== Ketentuan Tugas ==
Tuliskan kembali tanpa perubahan bagian kutipan halaman tentang peristiwa 17 Oktober 1952 di bawah ini, dari "Prabowo Subianto masih" sampai dengan "satu semesta Republik.".

== Kutipan Halaman ==
■ ■ ■ ■
KETIKA Prabowo Subianto merayakan ulang tahunnya yang pertama, 17 Oktober 1952, sejumlah jenderal di bawah komando Kolonel A.H. Nasution melakukan “show force” di depan Istana Merdeka, Jakarta Pusat. Ini parade militer yang tak biasa. Anda tahu Medan Merdeka Utara bukan trek-trekan kendaraan lapis baja yang biasa sebagaimana saban Sabtu dini hari kita dapati jalan ring satu RI ini menjadi adu balap geng motor. Pasca Revolusi dan negara sedang di gerbang politik liberal, semua tank diparkir di barak.
Saat Prabowo dikecup banyak tamu di hari ulang tahunnya yang pertama, sejarah politik Indonesia geger oleh ulah koboi-koboian Nasution dan serdadu-serdadunya yang setia. Di pagi itu, pasukan yang dikawal Kemal Idris mengarahkan moncong tank ke arah kediaman Presiden Sukarno. Anda pasti tahu, menodongkan bedil ke muka presiden bukan suatu candaan yang lucu. Apalagi menodongnya dengan senjata berat berlubang besar kepunyaan tank. Ini gertakan paling kasar yang satu trip di bawah status “pemberontakan”.
Prabowo Subianto masih belajar menikmati sepatah dua patah kata antara bahasa Belanda, Inggris, Indonesia yang dibisikkan ibunda dan ayahandanya serta orang-orang terdekatnya, kala Nasution mempertontonkan kekesalannya sebagai seorang jenderal yang paling bersinar pasca “Madiun 48” dan agresi militer Belanda kedua. Dan Anda pasti tahu jika seorang jenderal kesal, bukan satu dua orang saja begidik bulu kuduk dibuatnya, melainkan satu semesta Republik.
■ ■ ■ ■
[Catatan dari sebuah dataset]
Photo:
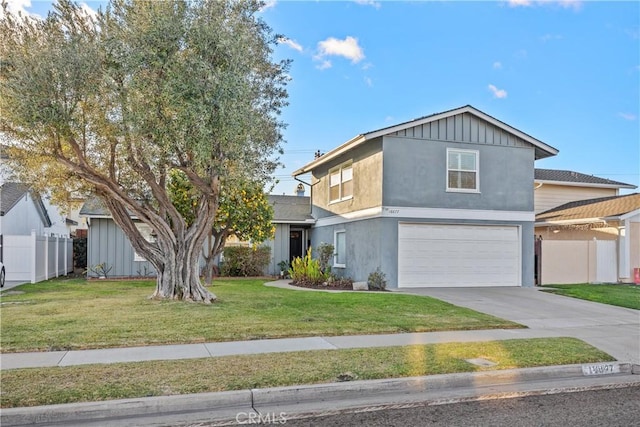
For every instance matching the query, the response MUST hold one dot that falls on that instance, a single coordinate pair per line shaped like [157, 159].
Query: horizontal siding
[463, 128]
[550, 196]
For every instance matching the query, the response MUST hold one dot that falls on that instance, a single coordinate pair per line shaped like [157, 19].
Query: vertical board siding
[108, 244]
[462, 128]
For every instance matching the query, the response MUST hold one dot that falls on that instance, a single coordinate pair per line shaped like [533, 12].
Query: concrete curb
[351, 389]
[226, 405]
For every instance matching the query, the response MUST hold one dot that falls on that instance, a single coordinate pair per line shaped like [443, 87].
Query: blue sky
[565, 72]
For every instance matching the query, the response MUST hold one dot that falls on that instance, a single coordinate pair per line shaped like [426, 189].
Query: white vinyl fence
[579, 261]
[35, 258]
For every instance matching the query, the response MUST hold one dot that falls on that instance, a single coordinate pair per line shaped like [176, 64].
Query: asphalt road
[607, 408]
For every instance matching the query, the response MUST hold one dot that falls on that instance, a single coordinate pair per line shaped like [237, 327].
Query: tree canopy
[116, 103]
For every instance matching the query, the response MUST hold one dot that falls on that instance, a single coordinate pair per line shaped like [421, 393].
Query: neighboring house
[21, 211]
[597, 240]
[557, 187]
[27, 249]
[106, 243]
[443, 200]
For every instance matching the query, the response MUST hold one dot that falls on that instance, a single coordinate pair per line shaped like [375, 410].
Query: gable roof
[565, 177]
[592, 210]
[542, 150]
[12, 192]
[291, 209]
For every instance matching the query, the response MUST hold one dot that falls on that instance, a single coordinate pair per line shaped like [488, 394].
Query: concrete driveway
[615, 330]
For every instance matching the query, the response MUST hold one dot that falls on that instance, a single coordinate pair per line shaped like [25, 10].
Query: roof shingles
[575, 177]
[588, 210]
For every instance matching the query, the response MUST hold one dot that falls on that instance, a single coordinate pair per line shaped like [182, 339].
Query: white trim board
[427, 213]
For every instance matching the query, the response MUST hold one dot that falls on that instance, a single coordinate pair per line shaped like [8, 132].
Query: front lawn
[47, 386]
[80, 314]
[621, 295]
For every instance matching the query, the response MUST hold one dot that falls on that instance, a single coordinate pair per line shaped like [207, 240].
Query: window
[340, 245]
[462, 170]
[341, 183]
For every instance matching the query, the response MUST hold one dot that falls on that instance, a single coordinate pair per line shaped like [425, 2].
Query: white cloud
[291, 43]
[519, 3]
[521, 54]
[498, 93]
[324, 64]
[347, 48]
[548, 37]
[565, 4]
[373, 3]
[268, 4]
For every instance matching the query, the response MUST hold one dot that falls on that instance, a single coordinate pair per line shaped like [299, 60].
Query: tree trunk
[179, 278]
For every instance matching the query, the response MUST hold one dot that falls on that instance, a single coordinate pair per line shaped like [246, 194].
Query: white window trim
[463, 190]
[339, 168]
[335, 246]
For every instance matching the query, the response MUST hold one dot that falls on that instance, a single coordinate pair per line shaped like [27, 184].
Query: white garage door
[435, 255]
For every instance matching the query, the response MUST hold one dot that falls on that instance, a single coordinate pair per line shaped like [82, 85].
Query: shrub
[242, 261]
[339, 282]
[325, 253]
[306, 270]
[377, 280]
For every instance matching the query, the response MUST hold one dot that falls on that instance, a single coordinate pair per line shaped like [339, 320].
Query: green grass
[80, 314]
[621, 295]
[46, 386]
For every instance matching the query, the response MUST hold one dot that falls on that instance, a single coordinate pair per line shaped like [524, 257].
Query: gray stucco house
[106, 243]
[443, 200]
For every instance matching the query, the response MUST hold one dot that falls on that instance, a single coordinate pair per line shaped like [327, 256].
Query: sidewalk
[611, 329]
[195, 351]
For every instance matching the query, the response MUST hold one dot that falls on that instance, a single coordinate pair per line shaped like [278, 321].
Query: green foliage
[306, 270]
[113, 104]
[243, 209]
[619, 294]
[284, 265]
[377, 280]
[242, 261]
[101, 270]
[325, 253]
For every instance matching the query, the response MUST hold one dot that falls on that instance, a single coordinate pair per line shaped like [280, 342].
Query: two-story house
[443, 200]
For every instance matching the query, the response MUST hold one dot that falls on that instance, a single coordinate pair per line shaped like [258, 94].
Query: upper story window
[341, 183]
[462, 170]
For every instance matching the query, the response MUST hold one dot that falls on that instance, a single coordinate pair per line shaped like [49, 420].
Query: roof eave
[571, 221]
[542, 150]
[353, 142]
[297, 222]
[585, 184]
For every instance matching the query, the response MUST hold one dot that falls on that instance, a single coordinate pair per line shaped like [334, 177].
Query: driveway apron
[615, 330]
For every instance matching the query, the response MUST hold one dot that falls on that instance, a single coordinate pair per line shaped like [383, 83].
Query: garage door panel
[458, 255]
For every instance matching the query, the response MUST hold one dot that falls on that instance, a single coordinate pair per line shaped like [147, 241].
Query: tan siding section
[575, 233]
[367, 183]
[550, 196]
[463, 128]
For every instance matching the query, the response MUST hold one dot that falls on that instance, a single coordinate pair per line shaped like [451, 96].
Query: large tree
[117, 102]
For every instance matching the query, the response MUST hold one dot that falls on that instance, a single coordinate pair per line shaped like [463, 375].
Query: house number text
[601, 369]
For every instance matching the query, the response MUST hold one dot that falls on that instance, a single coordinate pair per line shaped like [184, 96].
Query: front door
[295, 244]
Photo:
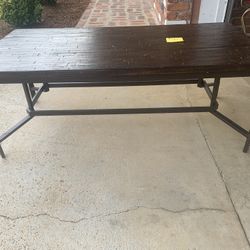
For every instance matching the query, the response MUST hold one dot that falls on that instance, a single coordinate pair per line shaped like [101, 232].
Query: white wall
[212, 11]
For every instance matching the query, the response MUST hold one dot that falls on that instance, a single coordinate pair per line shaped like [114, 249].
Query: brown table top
[123, 53]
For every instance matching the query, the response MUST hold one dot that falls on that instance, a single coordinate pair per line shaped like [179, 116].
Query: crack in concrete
[202, 209]
[219, 171]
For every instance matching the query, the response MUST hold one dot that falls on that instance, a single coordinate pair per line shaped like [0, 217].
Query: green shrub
[20, 12]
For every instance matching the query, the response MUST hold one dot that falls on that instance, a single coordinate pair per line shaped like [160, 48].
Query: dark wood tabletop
[123, 53]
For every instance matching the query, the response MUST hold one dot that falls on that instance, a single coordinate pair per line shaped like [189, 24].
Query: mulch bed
[66, 13]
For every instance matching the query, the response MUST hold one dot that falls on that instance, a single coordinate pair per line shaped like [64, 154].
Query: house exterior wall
[173, 11]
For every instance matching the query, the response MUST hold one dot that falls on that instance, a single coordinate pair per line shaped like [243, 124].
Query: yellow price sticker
[174, 40]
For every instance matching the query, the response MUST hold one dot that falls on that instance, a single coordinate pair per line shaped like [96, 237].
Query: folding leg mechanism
[33, 93]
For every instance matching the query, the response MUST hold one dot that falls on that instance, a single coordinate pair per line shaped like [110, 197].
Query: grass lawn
[66, 13]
■ ■ ■ ■
== Penyelesaian Tugas ==
Prabowo Subianto masih belajar menikmati sepatah dua patah kata antara bahasa Belanda, Inggris, Indonesia yang dibisikkan ibunda dan ayahandanya serta orang-orang terdekatnya, kala Nasution mempertontonkan kekesalannya sebagai seorang jenderal yang paling bersinar pasca “Madiun 48” dan agresi militer Belanda kedua. Dan Anda pasti tahu jika seorang jenderal kesal, bukan satu dua orang saja begidik bulu kuduk dibuatnya, melainkan satu semesta Republik.